---------- Information shown ----------

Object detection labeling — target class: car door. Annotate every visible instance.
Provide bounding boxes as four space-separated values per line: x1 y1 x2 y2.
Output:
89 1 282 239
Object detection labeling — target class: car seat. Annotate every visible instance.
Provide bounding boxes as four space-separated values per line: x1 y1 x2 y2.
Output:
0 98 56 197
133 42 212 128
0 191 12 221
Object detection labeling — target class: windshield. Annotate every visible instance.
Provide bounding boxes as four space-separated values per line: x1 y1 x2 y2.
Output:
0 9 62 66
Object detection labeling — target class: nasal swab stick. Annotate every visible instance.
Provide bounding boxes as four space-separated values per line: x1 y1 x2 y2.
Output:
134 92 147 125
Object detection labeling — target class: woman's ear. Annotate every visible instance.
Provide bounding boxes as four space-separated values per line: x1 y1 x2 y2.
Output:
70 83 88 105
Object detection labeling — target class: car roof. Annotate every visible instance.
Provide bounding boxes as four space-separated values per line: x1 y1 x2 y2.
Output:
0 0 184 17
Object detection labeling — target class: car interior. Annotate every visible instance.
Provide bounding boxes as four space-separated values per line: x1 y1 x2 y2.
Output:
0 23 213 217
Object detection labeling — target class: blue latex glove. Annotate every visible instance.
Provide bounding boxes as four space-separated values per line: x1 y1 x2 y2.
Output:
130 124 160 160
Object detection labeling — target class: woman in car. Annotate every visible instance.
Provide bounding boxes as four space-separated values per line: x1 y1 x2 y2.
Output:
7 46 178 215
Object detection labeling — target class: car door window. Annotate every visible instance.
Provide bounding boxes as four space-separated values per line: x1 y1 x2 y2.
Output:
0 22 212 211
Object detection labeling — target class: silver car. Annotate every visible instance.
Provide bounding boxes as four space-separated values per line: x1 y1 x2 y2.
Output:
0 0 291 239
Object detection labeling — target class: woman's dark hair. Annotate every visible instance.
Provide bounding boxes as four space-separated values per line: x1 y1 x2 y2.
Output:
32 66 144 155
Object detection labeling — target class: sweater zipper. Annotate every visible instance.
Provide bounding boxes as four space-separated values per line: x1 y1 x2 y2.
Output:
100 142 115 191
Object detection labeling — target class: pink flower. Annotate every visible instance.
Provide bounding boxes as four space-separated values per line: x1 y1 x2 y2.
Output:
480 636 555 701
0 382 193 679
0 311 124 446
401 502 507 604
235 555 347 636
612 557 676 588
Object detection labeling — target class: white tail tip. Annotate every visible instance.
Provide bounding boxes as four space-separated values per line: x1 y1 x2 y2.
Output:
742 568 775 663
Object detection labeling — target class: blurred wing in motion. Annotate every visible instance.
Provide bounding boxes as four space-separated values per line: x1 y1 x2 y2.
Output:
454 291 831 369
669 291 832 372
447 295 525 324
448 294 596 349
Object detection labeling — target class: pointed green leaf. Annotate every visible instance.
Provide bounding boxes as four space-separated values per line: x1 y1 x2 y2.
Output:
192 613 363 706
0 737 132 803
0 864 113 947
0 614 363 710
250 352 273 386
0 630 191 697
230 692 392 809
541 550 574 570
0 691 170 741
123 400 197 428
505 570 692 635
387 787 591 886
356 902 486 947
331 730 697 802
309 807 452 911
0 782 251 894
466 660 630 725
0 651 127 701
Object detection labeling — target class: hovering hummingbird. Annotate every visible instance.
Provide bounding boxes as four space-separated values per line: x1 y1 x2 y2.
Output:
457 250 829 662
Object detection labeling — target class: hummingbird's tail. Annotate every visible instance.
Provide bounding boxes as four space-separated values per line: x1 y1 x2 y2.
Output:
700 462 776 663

----------

#### The problem
A word-for-word copy of the data is the expected answer.

#### Your solution
Object detection labeling — target class: car door. Annotate every visible instance.
Provide bounding boxes as four space-separated values per line: x1 y1 x2 y2.
Output:
89 1 282 239
Object detection labeling — target class: car seat. Annotate every visible instance.
Provide bounding boxes as four space-separated values per line: x1 y1 x2 y2.
Output:
0 98 56 197
133 42 212 128
0 191 12 221
Object detection labeling — target class: windshield. Annotate every visible instance.
Provide bounding boxes as four space-separated values per line: x1 y1 x2 y2.
Output:
0 9 62 66
Object detection labeling — target class: nasal swab stick. Annotate every visible instance.
Provide bounding boxes as four space-separated values per line: x1 y1 x2 y2.
Output:
134 92 147 125
Object detection labeling — target class: woman's ear. Annotate every visible instance.
Provide bounding boxes as four space-separated values per line: x1 y1 x2 y2.
Output:
70 83 88 105
Object detection labeling — target class: car roof. Annotate every visible instance.
Provide bounding boxes as four space-separated values per line: x1 y1 x2 y2.
Output:
0 0 184 17
Object detection labeling — target class: car interior. Annotate every visible instance.
Provide bounding boxes as four space-separated values per line: x1 y1 x2 y2.
Output:
0 23 213 217
Object detection labeling — target class: blue latex glove. Annotate every visible instance.
Provide bounding boxes as four space-separated values per line: x1 y1 x2 y2.
Output:
130 124 160 160
Object detection labeling — target class: woman in car. Annotate every visible instance.
Provide bounding boxes as four space-separated values per line: x1 y1 x2 y2.
Output:
7 46 178 215
Object detection labeling — target class: car door window. Annotate every visible instance.
Provide bounding boxes as four space-separated values per line: x1 y1 x2 y2.
Output:
0 22 212 211
Object detection labeling — target class: silver car. Annotate every visible instance.
Provide bounding boxes as four space-separated values per line: x1 y1 x2 y2.
Output:
0 0 291 239
Object detection labeling — target class: woman's dark hair. Annotate every visible instance.
Provide bounding boxes as four space-separated values per line: x1 y1 x2 y2.
Output:
32 66 144 155
Object detection labeling — target class: sweater zipper. Annotate every visible instance.
Provide bounding boxes as four space-separated values per line: x1 y1 x2 y2.
Output:
100 142 115 191
Object detection labeling — target class: pink flower. Annotate every visible instance.
Provide bounding boxes as four space-separated values per line: x1 y1 x2 y2.
Output:
480 636 555 701
0 382 193 679
0 311 124 446
401 502 507 604
235 555 347 636
612 557 676 588
Object detection labeling — target class: white tail tip. Annotate every visible instance.
Provide bounding boxes as four space-separated values per line: x1 y1 x2 y2.
Output:
742 568 775 663
Object detection labeling — target class: blurred wing in motion. Annotate every visible instance.
Provide bounding boxes as four space-separated values per line: x1 y1 x2 y2.
Output:
454 291 831 369
669 291 832 372
447 295 525 324
448 294 596 349
Object detection labeling — target class: pointed green leaf. Annotate every visible instance.
Provide bounding boxes as four space-separated values per line: x1 y1 x2 y2.
Output:
192 613 363 706
0 737 132 803
0 864 113 947
0 614 363 710
250 352 273 386
0 630 191 697
230 692 392 809
541 550 574 570
0 691 170 741
123 400 197 428
505 570 692 635
387 787 591 886
356 902 486 947
331 730 697 802
309 807 452 911
0 782 251 894
466 660 630 725
0 651 127 701
Object detection labeling — target class: hovering hummingbird. Annotate every visible instance.
Provide bounding boxes as four space-separated values per line: x1 y1 x2 y2.
Output:
457 250 829 662
Object detection labeling — target class: hummingbird's tail. Annotate every visible instance.
Provide bounding boxes as four space-separated values per line: x1 y1 x2 y2.
Output:
700 462 776 663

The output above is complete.